- [Data listing]:

== == ==

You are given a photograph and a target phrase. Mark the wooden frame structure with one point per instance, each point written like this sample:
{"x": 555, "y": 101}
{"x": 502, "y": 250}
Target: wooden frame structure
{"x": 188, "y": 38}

== == ==

- [What is expected]:
Reproduce the data exactly. All of it is needed.

- [Task response]:
You are given a photograph and a target phrase. Mark the wooden frame structure with one point per instance, each point written like this sample:
{"x": 555, "y": 101}
{"x": 502, "y": 250}
Target: wooden frame structure
{"x": 188, "y": 38}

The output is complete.